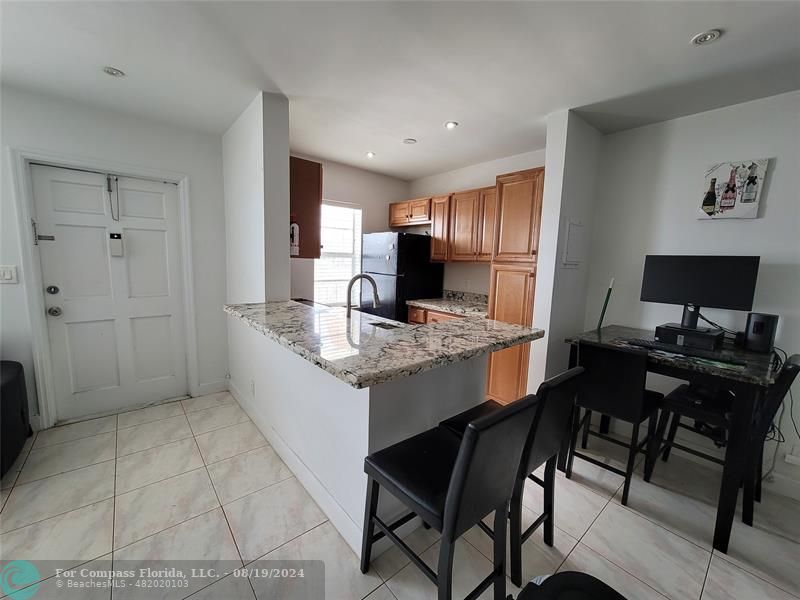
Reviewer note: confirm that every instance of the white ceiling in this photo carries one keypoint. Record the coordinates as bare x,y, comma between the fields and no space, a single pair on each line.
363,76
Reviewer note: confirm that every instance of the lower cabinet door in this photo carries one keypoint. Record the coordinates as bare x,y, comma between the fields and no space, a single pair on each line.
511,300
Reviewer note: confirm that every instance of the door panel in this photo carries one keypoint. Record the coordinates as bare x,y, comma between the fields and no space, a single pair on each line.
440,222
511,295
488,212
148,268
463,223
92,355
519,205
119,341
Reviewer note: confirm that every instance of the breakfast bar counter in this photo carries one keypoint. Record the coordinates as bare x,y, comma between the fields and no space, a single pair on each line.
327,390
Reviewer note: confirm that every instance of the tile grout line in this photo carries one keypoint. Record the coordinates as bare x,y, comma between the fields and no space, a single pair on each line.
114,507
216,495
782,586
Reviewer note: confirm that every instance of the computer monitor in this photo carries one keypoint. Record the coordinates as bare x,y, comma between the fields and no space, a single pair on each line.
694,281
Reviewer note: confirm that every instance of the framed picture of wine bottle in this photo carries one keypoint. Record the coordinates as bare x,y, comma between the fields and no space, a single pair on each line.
* * *
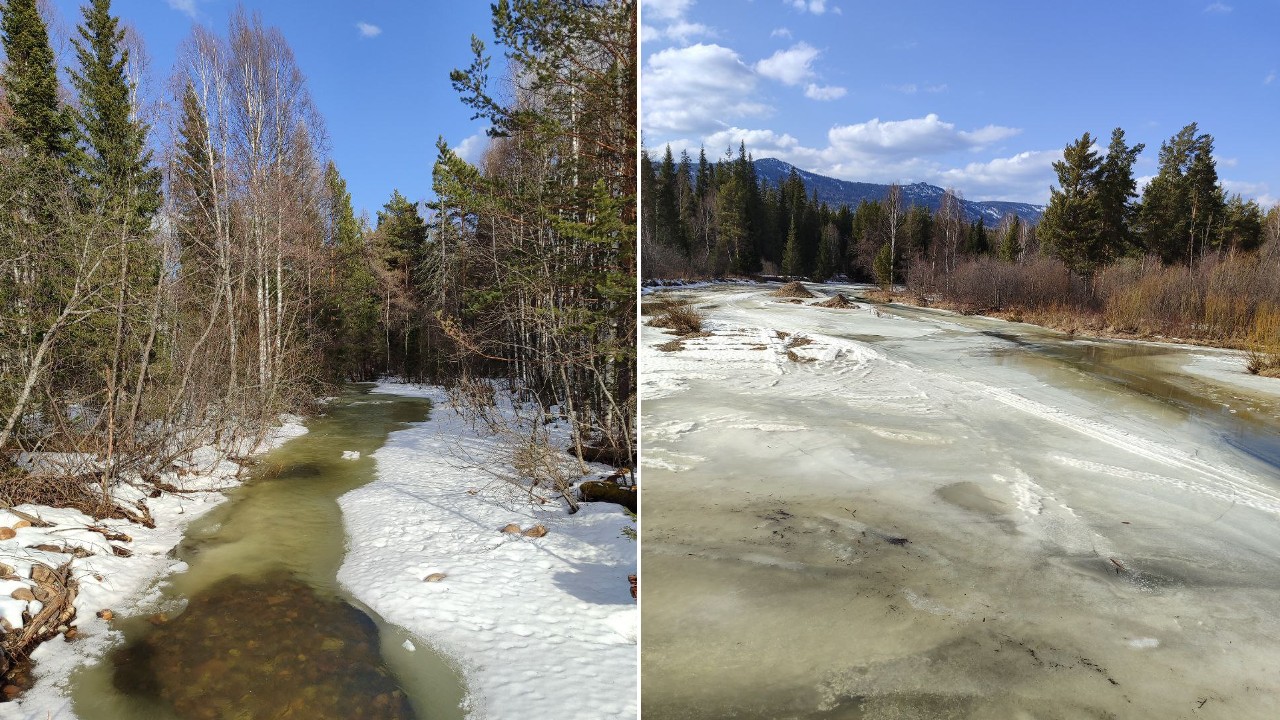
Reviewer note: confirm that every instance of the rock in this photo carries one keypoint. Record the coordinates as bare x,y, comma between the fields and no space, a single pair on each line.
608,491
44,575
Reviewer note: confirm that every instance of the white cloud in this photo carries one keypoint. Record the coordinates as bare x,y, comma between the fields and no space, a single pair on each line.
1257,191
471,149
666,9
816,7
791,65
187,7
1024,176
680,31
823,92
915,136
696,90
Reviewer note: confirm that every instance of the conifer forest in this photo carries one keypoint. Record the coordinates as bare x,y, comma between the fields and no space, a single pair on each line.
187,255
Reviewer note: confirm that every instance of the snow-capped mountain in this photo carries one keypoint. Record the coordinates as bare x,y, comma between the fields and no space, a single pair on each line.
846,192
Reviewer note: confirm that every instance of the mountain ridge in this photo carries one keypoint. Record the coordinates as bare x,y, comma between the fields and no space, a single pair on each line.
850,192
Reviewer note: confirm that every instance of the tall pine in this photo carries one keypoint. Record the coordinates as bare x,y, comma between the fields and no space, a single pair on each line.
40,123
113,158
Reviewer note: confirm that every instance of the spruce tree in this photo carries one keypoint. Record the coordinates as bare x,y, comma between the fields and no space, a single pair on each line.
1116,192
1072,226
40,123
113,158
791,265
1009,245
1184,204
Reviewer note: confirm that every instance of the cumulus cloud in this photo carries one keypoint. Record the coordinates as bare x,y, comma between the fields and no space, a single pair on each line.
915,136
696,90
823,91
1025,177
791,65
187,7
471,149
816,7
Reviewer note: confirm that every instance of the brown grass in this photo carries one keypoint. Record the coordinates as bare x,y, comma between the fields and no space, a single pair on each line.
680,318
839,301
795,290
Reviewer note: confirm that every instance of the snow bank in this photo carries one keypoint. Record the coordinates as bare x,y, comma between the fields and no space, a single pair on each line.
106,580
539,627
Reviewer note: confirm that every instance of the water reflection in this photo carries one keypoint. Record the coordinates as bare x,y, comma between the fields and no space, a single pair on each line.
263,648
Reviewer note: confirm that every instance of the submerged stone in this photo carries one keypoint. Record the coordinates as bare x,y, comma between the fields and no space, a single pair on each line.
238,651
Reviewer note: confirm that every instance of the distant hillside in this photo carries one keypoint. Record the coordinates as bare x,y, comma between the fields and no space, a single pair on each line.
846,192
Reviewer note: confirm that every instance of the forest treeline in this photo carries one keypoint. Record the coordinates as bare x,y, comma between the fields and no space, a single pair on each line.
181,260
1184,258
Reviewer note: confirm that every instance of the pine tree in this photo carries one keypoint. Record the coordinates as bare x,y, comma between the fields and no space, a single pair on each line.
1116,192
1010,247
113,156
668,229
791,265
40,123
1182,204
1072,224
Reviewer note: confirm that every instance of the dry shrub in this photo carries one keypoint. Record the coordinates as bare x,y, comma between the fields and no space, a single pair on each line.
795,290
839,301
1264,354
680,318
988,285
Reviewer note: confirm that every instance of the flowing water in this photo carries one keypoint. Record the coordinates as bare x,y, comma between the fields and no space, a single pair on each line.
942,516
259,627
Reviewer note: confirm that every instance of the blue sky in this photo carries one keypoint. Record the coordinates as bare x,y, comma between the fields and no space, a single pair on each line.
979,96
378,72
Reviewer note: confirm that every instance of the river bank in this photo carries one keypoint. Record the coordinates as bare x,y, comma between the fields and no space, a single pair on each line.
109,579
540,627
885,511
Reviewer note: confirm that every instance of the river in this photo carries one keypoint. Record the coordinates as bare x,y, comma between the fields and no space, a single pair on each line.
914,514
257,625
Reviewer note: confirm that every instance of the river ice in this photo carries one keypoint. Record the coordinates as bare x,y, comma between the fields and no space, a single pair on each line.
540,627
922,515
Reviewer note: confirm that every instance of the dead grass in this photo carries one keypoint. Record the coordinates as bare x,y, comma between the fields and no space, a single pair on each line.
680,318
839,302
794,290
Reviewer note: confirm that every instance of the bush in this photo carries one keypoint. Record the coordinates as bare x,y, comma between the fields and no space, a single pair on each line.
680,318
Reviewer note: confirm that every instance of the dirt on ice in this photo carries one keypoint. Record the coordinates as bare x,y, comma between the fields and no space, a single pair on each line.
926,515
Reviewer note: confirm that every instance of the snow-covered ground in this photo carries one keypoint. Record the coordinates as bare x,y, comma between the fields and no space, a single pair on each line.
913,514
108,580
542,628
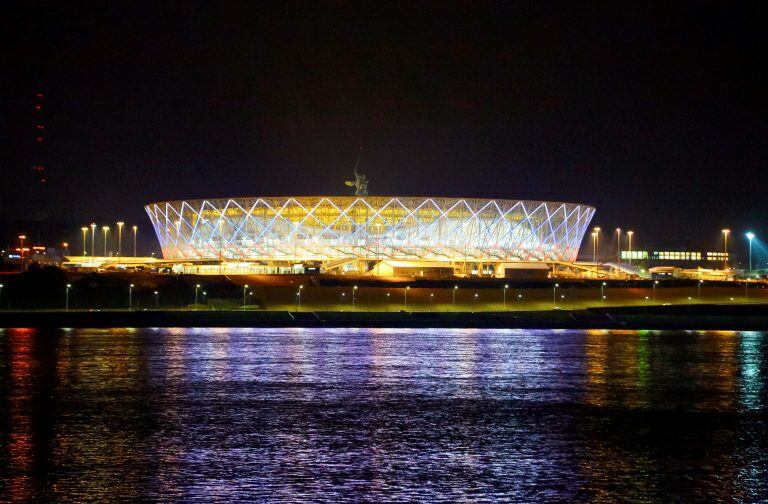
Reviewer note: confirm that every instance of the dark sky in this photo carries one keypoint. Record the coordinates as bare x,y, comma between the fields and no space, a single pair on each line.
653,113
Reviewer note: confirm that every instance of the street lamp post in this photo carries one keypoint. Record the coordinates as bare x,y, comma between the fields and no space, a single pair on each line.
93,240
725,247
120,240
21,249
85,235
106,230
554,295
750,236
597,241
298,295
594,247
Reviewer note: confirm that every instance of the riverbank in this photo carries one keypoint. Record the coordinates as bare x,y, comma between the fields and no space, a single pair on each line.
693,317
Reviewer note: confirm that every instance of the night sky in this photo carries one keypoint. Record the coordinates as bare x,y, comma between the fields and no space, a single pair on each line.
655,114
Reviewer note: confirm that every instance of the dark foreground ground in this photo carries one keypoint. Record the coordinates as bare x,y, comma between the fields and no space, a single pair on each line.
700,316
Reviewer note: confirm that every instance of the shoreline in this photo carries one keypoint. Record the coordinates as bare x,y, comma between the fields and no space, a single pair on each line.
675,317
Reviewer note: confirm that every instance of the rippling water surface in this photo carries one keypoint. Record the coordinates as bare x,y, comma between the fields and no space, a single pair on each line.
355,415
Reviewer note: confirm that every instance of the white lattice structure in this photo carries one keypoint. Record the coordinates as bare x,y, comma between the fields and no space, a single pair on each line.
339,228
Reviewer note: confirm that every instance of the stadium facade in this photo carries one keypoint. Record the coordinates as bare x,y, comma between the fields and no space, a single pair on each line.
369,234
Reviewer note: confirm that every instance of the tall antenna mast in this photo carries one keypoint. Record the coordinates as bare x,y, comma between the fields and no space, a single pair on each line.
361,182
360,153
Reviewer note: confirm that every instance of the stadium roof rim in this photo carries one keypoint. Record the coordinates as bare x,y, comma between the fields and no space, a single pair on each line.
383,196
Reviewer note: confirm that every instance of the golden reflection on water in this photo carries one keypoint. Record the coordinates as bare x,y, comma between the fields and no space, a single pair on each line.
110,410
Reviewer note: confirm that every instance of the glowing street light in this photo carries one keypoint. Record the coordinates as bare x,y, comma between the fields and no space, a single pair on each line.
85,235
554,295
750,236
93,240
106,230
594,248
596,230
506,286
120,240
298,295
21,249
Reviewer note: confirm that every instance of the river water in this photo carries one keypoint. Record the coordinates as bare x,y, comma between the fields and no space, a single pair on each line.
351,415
* * *
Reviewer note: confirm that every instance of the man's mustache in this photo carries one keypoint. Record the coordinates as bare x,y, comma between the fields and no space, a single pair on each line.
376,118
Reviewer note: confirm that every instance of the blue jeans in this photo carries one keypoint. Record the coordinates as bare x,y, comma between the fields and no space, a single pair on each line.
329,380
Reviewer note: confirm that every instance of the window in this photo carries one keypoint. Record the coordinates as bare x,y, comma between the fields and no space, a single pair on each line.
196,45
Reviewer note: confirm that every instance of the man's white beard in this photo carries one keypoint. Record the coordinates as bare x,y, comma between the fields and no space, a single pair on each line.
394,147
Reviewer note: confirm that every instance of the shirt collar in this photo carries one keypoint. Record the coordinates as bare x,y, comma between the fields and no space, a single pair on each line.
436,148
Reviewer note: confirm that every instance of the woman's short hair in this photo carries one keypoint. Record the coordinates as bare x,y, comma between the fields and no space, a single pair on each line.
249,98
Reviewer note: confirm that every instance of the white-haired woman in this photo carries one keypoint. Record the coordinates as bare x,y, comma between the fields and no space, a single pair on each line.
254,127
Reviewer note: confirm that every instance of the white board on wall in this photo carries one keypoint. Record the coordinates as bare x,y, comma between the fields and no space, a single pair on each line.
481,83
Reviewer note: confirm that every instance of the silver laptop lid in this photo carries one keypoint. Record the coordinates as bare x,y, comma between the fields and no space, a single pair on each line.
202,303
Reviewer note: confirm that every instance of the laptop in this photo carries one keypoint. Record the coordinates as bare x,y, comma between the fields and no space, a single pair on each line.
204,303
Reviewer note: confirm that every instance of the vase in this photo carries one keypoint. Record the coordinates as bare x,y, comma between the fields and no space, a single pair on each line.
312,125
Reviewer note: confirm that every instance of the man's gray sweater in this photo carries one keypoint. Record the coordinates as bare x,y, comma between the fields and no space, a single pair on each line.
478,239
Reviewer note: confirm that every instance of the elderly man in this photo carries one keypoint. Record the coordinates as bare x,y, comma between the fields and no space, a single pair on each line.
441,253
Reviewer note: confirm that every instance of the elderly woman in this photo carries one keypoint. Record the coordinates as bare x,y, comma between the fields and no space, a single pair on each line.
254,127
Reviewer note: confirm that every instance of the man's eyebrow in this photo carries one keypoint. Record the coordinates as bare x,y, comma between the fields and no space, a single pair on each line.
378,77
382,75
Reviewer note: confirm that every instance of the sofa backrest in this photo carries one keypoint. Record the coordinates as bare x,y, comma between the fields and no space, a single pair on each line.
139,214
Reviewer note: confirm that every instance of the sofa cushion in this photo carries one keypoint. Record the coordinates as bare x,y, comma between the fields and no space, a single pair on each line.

• What the task asks: List every line in the items above that contains the word "facade", reproducing each such line in full. Treat the match as case-sensitive.

• In response:
Reviewer note: confirm that every instance of the stadium facade in this photo carries one keypoint. Record the coordinates as bare x,y, comma between the fields and no space, a single pair on each line.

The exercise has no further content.